• **Objective**
Recast the items, from their first line up to and including the line with "79], [310, 78]]", as a JSON list of strings with one string per line. Leave out blank lines.

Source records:
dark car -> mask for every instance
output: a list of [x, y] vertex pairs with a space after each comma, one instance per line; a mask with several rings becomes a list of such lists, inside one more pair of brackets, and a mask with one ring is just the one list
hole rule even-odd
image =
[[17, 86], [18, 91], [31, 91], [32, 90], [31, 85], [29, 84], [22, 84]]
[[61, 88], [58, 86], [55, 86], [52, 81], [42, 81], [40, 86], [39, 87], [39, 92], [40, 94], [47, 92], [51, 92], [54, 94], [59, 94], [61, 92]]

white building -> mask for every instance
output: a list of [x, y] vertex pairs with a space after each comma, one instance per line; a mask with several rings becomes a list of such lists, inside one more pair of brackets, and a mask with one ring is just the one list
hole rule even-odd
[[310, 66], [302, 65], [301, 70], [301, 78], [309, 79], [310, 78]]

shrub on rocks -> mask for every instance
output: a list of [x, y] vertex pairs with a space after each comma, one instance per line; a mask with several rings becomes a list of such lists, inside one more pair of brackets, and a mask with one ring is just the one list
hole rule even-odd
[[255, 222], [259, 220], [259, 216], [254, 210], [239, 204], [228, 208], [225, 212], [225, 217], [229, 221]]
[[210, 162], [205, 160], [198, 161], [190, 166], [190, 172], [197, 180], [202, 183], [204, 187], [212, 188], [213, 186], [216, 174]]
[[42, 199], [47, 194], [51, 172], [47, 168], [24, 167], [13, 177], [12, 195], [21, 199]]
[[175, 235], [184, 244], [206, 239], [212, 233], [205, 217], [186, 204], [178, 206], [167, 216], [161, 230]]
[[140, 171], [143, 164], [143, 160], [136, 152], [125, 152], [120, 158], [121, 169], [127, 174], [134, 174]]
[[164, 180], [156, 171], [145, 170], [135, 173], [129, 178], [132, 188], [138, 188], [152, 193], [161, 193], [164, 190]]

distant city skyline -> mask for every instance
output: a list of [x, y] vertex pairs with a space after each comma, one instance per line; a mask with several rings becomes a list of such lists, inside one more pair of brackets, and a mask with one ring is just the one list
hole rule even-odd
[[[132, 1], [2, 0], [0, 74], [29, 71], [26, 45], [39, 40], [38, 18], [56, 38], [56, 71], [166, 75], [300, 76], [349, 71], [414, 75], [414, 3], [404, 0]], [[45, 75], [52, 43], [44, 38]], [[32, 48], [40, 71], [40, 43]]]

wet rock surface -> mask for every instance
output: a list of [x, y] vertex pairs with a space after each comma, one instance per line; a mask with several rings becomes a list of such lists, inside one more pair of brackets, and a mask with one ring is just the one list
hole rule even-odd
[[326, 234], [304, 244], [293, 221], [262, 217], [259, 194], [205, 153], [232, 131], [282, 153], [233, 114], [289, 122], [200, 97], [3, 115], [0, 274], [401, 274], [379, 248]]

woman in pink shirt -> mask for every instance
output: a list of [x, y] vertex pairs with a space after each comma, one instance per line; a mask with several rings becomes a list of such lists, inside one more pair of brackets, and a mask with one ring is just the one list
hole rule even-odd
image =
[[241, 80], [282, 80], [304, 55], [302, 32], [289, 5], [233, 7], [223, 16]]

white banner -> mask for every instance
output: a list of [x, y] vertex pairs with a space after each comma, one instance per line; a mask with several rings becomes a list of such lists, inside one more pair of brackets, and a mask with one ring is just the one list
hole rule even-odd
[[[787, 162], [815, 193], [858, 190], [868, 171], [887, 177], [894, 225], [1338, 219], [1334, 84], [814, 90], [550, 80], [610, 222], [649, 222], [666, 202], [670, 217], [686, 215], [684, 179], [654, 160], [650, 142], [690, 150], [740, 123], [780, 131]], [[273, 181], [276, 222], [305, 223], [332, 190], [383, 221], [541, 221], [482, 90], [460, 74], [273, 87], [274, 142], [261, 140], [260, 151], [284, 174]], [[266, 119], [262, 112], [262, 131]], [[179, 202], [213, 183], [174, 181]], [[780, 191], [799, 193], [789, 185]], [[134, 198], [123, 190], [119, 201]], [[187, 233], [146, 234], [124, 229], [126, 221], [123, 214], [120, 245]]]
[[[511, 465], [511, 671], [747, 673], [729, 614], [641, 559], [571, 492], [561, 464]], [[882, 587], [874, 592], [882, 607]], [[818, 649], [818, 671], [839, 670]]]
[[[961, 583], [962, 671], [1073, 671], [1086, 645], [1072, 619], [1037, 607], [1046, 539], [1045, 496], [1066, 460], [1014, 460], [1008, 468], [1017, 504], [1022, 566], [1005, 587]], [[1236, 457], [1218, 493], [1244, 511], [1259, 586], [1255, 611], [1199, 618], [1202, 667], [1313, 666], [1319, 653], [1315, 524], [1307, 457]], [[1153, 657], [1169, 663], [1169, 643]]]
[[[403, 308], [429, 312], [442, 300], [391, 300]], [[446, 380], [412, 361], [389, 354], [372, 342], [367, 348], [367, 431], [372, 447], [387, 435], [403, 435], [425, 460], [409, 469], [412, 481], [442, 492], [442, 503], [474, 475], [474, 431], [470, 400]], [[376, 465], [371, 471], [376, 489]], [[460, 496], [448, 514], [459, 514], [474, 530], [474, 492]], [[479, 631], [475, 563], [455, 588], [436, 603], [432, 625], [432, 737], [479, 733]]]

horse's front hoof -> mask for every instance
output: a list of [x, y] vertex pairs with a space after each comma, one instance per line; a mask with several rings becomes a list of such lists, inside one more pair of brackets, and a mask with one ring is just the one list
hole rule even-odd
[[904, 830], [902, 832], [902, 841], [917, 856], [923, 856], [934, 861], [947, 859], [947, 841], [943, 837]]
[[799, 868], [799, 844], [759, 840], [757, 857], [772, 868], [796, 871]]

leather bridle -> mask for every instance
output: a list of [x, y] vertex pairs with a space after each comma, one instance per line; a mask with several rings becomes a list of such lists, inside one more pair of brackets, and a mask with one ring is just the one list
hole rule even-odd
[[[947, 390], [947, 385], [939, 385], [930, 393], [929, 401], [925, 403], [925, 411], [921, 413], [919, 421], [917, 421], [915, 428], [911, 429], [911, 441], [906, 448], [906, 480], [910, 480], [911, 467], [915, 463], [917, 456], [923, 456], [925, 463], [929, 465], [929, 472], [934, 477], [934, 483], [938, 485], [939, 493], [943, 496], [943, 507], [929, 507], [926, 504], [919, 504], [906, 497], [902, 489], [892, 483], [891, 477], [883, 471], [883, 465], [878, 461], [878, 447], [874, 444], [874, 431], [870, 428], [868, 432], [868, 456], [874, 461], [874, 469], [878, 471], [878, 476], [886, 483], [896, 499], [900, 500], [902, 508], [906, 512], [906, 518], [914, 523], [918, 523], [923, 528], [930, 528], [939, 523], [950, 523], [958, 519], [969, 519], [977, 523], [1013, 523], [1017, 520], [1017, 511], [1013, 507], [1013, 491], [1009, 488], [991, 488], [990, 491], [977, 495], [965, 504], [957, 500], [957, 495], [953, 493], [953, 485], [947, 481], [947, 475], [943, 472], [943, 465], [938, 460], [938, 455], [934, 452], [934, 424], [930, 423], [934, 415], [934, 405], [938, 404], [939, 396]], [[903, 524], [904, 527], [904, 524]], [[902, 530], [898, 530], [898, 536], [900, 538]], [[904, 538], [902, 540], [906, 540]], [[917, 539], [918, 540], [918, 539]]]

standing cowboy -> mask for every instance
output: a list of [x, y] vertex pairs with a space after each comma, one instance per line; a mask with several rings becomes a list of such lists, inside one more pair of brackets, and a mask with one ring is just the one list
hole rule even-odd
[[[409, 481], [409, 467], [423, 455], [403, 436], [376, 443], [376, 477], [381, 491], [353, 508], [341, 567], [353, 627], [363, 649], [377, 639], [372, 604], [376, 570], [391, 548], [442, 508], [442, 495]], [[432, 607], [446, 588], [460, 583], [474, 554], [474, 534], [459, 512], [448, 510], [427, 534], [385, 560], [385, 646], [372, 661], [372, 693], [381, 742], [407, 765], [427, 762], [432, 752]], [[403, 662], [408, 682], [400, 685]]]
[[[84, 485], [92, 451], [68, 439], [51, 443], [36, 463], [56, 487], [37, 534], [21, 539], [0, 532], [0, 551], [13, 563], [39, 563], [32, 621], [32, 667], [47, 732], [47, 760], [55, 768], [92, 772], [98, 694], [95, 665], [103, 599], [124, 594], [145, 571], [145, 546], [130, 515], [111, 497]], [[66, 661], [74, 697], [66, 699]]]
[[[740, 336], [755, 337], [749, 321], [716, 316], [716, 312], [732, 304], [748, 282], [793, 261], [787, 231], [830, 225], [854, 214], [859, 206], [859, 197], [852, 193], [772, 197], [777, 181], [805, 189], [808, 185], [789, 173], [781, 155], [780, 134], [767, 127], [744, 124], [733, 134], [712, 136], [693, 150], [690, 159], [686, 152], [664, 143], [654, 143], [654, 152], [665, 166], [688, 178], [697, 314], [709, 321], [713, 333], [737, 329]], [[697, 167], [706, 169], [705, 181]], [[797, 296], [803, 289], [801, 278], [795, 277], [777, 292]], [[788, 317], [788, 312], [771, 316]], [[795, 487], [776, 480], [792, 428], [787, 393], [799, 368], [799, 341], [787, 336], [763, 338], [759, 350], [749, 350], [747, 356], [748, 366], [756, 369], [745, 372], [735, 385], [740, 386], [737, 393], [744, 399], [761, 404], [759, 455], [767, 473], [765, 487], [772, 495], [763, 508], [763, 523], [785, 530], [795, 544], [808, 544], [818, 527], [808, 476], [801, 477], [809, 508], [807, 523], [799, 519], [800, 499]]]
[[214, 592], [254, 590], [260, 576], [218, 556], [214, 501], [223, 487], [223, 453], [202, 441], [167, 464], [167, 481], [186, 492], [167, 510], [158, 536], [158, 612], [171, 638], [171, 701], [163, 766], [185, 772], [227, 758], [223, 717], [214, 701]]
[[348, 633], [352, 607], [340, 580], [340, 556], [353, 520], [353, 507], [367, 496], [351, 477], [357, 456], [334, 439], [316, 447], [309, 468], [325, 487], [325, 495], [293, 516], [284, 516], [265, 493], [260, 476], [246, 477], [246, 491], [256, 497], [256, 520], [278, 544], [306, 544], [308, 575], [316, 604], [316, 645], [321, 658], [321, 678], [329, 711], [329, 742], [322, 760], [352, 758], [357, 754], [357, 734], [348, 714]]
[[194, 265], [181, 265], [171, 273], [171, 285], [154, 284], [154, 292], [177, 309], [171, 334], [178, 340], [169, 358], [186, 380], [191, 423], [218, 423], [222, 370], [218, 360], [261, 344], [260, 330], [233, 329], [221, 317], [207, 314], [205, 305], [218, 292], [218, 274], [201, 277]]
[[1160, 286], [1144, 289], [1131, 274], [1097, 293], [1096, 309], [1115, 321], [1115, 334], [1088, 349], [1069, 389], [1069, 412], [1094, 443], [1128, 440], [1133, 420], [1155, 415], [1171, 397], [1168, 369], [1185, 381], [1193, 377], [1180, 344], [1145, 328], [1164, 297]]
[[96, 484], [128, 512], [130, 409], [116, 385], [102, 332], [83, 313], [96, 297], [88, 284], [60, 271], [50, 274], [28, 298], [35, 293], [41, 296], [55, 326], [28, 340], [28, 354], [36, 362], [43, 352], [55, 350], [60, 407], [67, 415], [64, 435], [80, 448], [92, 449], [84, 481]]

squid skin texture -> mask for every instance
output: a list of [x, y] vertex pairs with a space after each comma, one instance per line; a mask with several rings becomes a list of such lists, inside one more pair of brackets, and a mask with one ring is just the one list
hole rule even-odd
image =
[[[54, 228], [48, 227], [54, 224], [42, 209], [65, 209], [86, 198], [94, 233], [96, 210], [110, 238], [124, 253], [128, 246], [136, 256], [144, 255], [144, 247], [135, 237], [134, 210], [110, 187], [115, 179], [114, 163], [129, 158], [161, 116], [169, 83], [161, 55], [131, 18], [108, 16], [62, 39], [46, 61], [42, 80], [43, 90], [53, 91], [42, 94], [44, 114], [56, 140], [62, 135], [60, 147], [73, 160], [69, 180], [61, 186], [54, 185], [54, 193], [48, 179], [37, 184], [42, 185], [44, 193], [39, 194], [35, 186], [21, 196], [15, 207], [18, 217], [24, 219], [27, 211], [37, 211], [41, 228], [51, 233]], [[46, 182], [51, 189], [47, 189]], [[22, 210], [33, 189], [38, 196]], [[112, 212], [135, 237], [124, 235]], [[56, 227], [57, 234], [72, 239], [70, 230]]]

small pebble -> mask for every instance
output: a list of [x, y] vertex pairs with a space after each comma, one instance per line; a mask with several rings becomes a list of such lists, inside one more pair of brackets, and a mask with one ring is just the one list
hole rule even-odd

• **Response below**
[
  "dark car -> mask for every instance",
  "output: a list of [x, y] vertex pairs with a space after each comma, one instance per line; a mask with several rings becomes a list of such lists, inside one more pair of brackets, and a mask with one ring is just the one list",
  "hole rule even-odd",
  "image =",
  "[[17, 86], [18, 91], [31, 91], [32, 90], [31, 85], [29, 84], [22, 84]]",
  "[[61, 88], [58, 86], [55, 86], [52, 81], [42, 81], [40, 86], [39, 87], [39, 92], [40, 94], [47, 92], [51, 92], [54, 94], [59, 94], [61, 92]]",
  "white building -> mask for every instance",
  "output: a list of [x, y] vertex pairs with a space after each comma, one instance per line; a mask with several rings becomes a list of such lists, inside one more pair of brackets, and a mask with one ring is just the one list",
  "hole rule even-odd",
  "[[310, 66], [302, 65], [301, 70], [301, 78], [309, 79], [310, 78]]"
]